▶ [REQUIREMENT]: Copy the records below word for word, starting at the line containing "Pick-planner input: for every instance of the yellow" and ending at the line containing "point(471, 81)", both included.

[Start of AVAILABLE DATA]

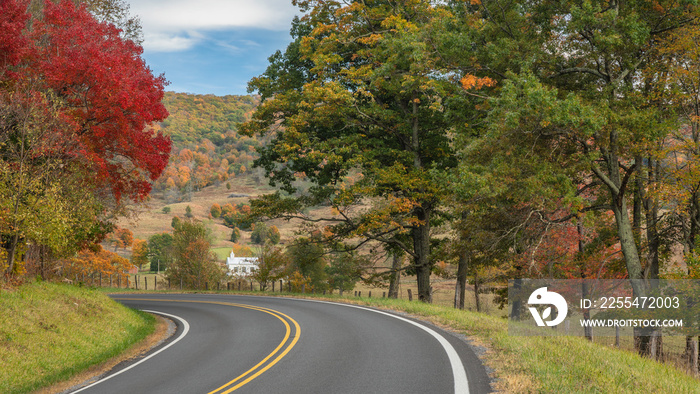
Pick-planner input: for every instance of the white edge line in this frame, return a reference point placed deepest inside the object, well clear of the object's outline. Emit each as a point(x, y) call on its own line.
point(185, 330)
point(458, 371)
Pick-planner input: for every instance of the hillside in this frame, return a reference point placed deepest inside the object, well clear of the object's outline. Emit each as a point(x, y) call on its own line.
point(207, 150)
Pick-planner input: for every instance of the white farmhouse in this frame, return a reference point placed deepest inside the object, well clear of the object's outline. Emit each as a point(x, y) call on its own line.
point(241, 266)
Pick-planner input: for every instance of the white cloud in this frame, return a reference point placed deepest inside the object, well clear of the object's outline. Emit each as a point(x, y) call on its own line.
point(176, 25)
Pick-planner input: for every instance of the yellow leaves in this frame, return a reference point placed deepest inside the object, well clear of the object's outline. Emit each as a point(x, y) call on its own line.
point(372, 39)
point(471, 81)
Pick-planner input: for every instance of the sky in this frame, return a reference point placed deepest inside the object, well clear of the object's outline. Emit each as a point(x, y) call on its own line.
point(212, 46)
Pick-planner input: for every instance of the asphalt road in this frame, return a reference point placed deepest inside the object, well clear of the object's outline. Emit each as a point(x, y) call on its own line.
point(248, 344)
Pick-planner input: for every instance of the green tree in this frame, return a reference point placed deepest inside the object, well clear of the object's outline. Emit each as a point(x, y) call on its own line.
point(160, 251)
point(193, 261)
point(577, 114)
point(235, 235)
point(272, 262)
point(306, 257)
point(215, 210)
point(344, 271)
point(188, 212)
point(359, 95)
point(260, 233)
point(139, 253)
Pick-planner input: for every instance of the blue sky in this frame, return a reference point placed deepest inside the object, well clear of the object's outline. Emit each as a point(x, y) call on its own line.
point(212, 46)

[End of AVAILABLE DATA]

▶ [RESPONSE TO THE TASK]:
Pick-planner input: for every instance of the yellow leaves in this frame, return a reference point placed deepest inside the object, well clear of the object's outline. Emit each as a point(x, y) call on its own line.
point(372, 39)
point(471, 81)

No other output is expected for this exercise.